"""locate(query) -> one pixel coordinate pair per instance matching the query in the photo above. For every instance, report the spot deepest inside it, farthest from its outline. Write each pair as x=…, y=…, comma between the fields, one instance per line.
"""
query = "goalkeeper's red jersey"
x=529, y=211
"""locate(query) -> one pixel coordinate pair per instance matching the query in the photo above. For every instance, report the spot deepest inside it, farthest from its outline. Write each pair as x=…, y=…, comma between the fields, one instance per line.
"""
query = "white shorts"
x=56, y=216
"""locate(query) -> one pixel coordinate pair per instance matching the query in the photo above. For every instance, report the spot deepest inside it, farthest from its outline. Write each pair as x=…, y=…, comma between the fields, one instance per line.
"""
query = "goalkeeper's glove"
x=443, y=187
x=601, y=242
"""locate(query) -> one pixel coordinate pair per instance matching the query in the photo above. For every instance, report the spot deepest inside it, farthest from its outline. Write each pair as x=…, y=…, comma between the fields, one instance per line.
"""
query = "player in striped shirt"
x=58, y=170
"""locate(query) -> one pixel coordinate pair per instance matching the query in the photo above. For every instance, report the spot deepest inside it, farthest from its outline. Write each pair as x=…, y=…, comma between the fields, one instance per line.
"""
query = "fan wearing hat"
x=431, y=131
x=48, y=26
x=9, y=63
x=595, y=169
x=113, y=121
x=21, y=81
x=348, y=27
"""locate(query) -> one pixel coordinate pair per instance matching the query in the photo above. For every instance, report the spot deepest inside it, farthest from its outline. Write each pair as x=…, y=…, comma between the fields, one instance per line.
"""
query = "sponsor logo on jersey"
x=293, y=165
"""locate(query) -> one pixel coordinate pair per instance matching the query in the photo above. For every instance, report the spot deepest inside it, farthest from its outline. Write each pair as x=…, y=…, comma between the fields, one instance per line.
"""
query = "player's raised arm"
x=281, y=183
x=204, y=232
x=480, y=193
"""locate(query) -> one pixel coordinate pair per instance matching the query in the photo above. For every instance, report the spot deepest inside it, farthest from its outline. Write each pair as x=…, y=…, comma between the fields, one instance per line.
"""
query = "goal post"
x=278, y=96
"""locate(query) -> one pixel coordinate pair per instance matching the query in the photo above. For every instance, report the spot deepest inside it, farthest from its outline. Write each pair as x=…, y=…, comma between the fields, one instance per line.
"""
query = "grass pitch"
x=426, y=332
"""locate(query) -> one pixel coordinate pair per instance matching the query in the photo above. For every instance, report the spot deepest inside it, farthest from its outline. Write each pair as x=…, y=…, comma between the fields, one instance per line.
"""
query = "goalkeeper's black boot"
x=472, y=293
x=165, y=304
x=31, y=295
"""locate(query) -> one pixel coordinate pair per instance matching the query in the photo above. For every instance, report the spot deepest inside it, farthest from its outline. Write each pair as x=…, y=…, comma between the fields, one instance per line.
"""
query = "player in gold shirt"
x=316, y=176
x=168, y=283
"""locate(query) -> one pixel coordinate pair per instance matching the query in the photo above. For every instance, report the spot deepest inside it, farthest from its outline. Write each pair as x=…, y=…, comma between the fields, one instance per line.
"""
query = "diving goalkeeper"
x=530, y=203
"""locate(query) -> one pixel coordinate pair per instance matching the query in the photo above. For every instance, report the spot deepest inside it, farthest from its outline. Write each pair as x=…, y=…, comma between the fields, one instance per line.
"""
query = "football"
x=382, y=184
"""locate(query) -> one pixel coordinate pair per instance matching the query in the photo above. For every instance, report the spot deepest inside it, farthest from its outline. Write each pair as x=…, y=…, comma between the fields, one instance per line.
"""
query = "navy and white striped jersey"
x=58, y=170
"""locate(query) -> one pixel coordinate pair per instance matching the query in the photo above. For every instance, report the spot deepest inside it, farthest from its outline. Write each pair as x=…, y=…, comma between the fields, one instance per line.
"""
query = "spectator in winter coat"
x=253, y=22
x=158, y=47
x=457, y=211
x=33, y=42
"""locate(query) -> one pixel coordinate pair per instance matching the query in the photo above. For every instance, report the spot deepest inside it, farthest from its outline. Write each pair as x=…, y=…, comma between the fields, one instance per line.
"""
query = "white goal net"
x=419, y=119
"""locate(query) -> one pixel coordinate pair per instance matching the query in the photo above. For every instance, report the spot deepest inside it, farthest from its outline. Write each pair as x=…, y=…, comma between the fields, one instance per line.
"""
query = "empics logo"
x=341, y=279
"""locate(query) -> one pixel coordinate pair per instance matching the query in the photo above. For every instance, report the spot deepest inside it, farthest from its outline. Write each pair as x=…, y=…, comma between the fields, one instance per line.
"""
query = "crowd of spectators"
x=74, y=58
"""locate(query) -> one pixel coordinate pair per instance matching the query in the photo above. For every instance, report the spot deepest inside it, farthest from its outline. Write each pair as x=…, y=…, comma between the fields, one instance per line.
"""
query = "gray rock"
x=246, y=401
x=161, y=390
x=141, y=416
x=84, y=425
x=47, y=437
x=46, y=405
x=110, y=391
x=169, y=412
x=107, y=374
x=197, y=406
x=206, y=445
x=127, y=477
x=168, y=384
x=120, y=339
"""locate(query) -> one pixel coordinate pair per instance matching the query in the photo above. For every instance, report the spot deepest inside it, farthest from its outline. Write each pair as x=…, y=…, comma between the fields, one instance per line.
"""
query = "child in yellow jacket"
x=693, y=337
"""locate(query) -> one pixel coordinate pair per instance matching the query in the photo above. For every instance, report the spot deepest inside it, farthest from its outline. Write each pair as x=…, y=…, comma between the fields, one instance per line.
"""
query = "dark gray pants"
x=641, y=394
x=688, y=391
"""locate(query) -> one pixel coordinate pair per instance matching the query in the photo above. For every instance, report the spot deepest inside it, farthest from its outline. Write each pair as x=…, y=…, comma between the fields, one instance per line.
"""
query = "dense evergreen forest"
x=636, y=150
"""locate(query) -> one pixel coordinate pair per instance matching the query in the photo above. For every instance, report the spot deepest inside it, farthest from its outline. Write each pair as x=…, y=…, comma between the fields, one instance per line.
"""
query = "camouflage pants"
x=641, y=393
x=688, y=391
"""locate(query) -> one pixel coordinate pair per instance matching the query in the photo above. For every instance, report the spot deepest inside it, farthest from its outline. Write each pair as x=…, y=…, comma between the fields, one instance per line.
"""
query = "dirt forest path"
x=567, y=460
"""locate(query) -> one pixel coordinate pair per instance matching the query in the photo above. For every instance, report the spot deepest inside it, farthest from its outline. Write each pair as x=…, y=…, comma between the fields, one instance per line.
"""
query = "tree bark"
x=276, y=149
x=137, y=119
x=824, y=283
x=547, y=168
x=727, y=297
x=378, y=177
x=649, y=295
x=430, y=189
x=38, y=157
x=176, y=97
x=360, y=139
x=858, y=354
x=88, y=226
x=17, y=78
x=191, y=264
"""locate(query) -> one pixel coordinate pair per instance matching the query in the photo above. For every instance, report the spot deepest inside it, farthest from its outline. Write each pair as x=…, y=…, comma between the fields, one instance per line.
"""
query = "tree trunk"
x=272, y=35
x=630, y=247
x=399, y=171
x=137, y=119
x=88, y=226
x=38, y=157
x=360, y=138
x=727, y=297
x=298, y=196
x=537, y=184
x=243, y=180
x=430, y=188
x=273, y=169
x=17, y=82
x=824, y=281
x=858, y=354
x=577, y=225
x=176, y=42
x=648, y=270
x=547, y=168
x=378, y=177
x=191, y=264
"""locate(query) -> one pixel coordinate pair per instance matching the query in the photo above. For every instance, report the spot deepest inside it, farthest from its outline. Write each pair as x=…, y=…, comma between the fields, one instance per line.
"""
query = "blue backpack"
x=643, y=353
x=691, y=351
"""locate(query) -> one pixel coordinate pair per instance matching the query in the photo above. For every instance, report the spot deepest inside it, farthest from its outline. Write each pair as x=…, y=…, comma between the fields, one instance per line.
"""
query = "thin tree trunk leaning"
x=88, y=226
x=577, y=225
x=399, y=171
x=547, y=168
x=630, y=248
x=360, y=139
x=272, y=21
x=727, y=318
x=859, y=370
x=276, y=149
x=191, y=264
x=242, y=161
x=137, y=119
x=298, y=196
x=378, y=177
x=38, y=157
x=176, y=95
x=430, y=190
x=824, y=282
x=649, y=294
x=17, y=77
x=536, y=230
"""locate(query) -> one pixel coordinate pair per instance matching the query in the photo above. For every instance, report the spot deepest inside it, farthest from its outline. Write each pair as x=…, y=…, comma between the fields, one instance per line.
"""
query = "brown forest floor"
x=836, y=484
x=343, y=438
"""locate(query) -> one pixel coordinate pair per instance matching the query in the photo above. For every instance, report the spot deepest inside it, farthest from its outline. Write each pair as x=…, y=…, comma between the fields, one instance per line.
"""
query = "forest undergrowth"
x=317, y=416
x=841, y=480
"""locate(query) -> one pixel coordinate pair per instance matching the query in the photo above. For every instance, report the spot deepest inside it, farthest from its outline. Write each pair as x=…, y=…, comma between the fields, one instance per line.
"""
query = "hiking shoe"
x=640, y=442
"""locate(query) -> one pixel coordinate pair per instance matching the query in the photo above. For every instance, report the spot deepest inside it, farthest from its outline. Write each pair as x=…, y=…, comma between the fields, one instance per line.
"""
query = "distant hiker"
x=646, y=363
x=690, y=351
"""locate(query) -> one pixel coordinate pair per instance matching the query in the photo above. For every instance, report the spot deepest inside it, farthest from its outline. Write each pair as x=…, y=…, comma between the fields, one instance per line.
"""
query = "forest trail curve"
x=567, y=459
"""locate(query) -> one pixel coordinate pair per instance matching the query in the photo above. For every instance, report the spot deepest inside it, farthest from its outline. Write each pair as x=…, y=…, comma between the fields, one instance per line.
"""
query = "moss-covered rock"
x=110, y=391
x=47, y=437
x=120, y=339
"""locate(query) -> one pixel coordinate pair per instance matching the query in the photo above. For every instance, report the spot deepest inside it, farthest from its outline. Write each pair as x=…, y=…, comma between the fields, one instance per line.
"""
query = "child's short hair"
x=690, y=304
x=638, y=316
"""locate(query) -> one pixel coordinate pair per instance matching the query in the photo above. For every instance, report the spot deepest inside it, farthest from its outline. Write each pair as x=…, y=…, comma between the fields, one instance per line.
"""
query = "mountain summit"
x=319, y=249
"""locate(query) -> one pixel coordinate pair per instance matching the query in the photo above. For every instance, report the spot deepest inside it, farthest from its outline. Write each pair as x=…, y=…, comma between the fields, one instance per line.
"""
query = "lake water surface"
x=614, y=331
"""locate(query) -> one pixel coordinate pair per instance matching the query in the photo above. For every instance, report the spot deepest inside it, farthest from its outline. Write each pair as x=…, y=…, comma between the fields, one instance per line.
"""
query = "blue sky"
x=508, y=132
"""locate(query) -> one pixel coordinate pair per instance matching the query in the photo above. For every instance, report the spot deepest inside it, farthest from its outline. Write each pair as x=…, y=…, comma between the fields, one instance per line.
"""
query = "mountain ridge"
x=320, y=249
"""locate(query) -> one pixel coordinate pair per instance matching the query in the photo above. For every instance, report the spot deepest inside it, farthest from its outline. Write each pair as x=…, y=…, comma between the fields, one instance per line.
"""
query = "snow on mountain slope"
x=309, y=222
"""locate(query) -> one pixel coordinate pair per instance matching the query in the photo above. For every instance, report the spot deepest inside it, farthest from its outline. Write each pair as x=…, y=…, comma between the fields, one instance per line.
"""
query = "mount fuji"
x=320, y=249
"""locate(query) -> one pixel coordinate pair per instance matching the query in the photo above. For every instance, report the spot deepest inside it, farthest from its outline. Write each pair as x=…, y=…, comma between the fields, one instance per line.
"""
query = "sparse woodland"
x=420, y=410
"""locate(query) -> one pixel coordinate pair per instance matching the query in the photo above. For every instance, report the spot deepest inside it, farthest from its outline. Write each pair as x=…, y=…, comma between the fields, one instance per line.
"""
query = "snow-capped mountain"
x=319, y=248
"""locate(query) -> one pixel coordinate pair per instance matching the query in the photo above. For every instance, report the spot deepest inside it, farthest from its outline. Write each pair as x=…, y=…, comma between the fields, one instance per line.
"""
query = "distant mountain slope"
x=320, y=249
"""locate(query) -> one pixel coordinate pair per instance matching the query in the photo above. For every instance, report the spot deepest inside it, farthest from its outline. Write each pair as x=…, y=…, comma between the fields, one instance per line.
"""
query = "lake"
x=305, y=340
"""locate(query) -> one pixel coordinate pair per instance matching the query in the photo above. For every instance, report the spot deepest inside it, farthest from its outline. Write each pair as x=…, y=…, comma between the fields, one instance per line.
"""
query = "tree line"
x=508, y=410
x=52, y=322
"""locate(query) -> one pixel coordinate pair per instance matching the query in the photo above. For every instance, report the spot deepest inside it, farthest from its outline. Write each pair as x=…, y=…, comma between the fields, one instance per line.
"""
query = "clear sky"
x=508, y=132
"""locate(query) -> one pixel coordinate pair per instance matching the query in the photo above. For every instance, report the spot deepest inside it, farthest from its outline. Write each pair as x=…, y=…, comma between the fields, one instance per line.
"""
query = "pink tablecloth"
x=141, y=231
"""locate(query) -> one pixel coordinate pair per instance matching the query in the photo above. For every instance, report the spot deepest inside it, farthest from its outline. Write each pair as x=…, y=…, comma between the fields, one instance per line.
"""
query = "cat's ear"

+++

**Instructions to follow:**
Rewrite the part of the records that opens at the very start and closes with the line containing "x=293, y=165", changing "jersey" to "shirt" and keeping everything else the same.

**Answer to the task:**
"""locate(query) -> one pixel coordinate pair per instance matching the query in the photo above. For every instance, report the spot deepest inside it, farthest from its outline. Write each pair as x=…, y=…, comma between the fields, one instance per line.
"""
query = "goalkeeper's red shirt"
x=529, y=211
"""locate(query) -> one pixel coordinate pair per instance matching the query in the photo above. For every instance, report the spot deepest inside it, farthest from its outline. Write each pair as x=…, y=…, comma between the fields, one instance per line.
"""
query = "white shorts"
x=56, y=216
"""locate(query) -> one pixel coordinate pair per instance matching the query in the photo above. For every instance, report the spot deepest inside it, farthest from its outline. Write each pair as x=…, y=…, comma between the fields, one instance per line.
"""
query = "goalkeeper's glove"
x=443, y=187
x=601, y=242
"""locate(query) -> one pixel coordinate pair per instance matching the query in the photo above. For every instance, report the spot deepest inside it, farthest from its outline. Write each pair as x=…, y=…, comma between the fields, one instance per line.
"""
query = "player in striped shirt"
x=58, y=170
"""locate(query) -> one pixel coordinate pair per instance matching the query in the photo above. For every instance, report the spot deepest inside it, farthest from its outline. Write each pair as x=…, y=…, comma between the fields, one instance per line.
"""
query = "fan wearing hat"
x=431, y=131
x=48, y=26
x=9, y=63
x=595, y=169
x=113, y=121
x=21, y=81
x=348, y=27
"""locate(query) -> one pixel coordinate pair per instance matching the query in the photo above. For every instance, report the spot deepest inside it, farthest from its outline. Write each pair as x=…, y=…, comma between the fields, one instance per line.
"""
query = "sponsor logo on shirt"
x=293, y=165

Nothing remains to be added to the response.